> [YOUR TASK]: State how many lines in the records below contain the word "stainless". The match is case-sensitive. Reply with the number only.

> [RECORDS FOR THIS EXERCISE]:
☆ ☆ ☆ ☆ ☆
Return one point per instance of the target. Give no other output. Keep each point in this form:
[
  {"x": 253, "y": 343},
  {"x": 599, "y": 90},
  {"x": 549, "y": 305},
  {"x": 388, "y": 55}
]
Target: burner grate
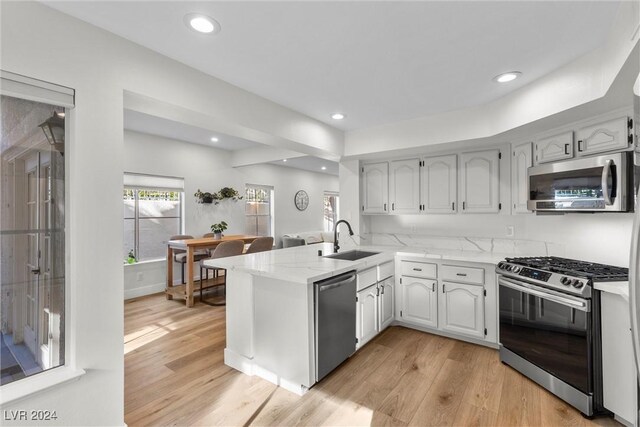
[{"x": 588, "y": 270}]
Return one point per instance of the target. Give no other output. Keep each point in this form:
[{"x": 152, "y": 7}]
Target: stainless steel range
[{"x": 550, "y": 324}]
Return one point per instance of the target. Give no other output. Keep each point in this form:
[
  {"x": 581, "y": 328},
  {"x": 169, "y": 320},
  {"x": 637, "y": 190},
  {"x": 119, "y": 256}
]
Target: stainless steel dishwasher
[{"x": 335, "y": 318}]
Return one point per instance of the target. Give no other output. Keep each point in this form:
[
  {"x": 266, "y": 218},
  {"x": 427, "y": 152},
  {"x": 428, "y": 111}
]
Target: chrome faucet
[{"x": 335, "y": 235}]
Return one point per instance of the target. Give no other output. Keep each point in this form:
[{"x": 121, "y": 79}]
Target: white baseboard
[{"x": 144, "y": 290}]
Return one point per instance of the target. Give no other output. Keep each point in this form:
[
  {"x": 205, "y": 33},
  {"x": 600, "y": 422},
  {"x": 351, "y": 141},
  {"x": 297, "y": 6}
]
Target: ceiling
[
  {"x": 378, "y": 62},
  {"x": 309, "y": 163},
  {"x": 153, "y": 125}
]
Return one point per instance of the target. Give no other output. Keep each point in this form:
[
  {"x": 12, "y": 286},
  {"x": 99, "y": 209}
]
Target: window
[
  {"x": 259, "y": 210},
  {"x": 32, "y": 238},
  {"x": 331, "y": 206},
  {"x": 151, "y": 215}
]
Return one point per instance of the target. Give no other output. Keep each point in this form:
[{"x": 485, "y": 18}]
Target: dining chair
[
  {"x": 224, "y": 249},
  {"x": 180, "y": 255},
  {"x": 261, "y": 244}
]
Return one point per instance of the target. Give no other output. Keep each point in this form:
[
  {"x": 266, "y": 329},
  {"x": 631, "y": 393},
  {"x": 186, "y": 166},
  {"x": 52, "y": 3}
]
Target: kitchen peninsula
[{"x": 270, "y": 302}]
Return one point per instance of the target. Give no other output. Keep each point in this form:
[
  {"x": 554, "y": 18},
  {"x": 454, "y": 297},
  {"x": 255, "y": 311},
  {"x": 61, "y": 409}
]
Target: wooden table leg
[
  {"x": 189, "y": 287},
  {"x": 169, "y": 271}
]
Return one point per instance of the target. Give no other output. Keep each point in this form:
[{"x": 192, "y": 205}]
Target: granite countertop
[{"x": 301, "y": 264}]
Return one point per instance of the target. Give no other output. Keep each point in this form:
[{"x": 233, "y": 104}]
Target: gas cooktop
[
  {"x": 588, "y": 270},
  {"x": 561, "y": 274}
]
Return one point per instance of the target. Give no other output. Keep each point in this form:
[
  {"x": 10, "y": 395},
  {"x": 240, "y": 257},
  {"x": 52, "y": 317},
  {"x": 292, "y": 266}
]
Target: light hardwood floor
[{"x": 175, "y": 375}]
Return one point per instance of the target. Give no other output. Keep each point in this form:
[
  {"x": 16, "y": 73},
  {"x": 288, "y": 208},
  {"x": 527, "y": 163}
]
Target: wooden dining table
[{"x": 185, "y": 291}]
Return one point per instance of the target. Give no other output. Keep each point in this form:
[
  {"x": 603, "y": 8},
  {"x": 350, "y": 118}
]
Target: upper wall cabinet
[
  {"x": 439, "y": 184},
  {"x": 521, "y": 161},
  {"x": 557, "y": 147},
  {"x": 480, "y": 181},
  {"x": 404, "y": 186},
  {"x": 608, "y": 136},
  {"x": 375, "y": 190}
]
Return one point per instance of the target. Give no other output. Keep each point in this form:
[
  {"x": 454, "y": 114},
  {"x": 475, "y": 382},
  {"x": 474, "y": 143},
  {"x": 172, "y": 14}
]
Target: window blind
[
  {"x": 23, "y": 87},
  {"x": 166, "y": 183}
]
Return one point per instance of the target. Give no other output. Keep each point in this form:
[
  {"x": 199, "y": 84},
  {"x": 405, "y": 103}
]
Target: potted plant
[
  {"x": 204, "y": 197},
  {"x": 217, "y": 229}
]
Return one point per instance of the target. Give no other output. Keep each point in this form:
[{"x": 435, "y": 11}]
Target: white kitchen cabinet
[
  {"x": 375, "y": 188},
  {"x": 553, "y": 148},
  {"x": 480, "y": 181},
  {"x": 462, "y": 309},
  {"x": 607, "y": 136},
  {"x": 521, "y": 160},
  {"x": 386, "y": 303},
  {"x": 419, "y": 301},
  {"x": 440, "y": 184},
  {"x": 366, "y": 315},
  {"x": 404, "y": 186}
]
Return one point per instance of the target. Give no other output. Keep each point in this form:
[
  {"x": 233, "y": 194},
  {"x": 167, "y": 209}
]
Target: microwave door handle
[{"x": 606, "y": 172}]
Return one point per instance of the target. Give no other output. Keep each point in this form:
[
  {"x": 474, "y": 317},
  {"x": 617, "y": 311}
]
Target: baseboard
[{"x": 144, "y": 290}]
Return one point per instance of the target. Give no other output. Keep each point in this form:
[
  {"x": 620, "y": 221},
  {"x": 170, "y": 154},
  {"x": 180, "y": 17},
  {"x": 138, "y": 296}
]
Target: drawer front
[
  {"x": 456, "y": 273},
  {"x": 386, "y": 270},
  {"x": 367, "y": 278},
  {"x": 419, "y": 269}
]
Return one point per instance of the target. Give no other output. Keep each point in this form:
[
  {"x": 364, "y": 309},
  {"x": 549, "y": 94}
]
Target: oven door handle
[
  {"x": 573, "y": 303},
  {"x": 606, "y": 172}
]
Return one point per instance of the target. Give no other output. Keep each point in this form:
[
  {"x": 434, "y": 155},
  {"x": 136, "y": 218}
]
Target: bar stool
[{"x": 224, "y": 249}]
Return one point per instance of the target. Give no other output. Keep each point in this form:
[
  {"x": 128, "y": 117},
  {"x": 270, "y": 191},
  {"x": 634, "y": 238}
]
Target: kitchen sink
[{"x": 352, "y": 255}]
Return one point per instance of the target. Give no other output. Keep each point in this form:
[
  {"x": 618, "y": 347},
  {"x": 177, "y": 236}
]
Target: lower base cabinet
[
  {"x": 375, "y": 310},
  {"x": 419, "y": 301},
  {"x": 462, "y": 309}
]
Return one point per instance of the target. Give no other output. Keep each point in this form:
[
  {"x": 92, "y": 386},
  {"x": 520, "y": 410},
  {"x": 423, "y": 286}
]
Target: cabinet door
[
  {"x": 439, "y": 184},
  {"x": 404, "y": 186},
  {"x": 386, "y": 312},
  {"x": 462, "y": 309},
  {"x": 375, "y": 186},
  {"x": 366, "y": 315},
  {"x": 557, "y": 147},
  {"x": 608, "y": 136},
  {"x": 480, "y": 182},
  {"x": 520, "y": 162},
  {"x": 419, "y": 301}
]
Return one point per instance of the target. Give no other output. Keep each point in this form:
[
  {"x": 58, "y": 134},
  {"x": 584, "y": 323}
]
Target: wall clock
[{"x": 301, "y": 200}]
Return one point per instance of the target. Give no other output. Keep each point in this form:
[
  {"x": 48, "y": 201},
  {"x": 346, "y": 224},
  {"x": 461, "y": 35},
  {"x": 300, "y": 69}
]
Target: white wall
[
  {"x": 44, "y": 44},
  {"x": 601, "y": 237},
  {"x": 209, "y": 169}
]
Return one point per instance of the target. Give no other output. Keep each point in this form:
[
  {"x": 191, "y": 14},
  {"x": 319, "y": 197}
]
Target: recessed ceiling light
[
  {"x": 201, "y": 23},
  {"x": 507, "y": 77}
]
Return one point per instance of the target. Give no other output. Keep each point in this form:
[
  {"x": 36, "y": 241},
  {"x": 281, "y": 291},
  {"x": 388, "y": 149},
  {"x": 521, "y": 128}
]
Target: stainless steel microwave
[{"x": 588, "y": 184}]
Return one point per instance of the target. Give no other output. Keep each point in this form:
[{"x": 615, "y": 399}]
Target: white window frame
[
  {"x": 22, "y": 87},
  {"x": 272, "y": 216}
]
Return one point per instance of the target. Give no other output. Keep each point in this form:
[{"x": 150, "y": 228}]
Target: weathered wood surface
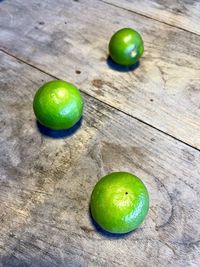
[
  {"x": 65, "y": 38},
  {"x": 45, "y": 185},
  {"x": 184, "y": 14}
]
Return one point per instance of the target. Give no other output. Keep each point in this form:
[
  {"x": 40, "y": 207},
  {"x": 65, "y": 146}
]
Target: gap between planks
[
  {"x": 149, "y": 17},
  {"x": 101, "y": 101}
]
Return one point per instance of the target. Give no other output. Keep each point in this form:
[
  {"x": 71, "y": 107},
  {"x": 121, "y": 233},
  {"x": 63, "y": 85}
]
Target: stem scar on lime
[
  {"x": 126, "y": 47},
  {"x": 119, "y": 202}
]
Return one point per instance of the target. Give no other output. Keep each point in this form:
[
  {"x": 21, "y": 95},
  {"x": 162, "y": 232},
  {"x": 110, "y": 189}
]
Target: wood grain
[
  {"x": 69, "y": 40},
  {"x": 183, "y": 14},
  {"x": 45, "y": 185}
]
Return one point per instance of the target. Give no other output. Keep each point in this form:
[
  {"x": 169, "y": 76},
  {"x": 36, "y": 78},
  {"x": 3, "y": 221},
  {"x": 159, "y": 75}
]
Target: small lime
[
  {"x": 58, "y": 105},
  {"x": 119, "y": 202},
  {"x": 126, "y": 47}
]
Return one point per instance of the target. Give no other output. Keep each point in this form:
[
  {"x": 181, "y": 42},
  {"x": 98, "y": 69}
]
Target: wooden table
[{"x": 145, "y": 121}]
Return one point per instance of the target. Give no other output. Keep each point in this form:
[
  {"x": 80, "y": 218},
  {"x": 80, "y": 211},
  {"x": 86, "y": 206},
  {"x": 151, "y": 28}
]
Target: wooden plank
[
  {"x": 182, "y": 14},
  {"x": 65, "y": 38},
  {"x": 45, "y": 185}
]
☆ ☆ ☆ ☆ ☆
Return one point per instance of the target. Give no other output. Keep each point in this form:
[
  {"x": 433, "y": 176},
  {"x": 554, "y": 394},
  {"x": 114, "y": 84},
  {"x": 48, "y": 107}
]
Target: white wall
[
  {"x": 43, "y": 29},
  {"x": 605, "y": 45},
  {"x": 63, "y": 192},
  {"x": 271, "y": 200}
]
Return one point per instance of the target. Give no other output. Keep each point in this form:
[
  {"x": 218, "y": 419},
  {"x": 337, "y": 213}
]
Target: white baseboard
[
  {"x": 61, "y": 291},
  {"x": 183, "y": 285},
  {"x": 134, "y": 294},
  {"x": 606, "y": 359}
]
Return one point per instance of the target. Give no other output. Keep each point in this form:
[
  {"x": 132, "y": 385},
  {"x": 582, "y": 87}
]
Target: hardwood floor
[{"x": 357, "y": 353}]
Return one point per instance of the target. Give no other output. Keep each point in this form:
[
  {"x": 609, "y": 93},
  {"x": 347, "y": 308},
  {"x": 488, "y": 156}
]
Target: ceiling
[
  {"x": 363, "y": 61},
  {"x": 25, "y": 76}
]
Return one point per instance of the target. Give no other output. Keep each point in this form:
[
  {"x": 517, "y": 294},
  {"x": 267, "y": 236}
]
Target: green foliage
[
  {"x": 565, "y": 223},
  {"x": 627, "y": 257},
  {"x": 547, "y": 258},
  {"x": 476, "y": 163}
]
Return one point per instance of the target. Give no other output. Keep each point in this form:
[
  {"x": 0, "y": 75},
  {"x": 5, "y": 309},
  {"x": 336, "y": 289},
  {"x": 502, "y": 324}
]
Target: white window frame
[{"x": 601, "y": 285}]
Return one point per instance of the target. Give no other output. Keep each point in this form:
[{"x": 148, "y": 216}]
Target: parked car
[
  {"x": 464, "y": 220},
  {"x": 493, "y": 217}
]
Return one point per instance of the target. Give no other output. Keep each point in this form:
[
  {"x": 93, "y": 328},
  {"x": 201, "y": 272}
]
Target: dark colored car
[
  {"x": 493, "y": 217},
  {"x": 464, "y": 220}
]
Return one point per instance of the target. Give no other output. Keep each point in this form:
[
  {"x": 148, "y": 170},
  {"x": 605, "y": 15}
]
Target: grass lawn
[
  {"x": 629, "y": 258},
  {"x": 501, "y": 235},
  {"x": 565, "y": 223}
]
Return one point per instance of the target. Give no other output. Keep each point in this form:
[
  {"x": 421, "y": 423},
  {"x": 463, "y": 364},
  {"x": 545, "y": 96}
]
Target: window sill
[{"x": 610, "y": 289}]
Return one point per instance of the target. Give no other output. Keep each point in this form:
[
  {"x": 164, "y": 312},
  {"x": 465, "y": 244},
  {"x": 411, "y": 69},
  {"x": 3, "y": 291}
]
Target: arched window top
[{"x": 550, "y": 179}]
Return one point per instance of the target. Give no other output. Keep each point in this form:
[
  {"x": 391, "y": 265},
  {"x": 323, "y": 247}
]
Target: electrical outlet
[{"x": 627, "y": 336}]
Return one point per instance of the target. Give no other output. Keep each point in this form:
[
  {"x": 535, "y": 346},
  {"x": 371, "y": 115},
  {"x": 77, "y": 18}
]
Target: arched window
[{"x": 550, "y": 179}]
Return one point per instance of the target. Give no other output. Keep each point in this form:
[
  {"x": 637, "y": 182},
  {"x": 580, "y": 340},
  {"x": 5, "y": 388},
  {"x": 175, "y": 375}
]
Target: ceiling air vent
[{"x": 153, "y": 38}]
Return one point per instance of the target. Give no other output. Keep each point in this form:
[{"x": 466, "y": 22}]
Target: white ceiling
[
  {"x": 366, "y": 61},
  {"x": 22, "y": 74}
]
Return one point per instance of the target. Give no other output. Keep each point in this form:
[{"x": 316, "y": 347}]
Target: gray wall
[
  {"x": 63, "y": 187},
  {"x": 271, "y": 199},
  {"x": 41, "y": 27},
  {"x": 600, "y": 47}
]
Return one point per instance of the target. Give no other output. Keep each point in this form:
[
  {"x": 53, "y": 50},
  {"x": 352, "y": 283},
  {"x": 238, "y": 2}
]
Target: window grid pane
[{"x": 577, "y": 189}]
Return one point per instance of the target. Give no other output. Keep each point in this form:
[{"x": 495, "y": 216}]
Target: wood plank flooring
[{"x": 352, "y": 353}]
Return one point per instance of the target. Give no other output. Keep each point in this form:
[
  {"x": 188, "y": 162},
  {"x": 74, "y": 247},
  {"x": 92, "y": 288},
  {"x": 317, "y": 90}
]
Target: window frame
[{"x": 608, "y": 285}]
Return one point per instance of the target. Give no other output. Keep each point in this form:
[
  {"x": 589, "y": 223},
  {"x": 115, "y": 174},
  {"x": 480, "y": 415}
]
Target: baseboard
☆ ☆ ☆ ☆ ☆
> [EXERCISE ANSWER]: 3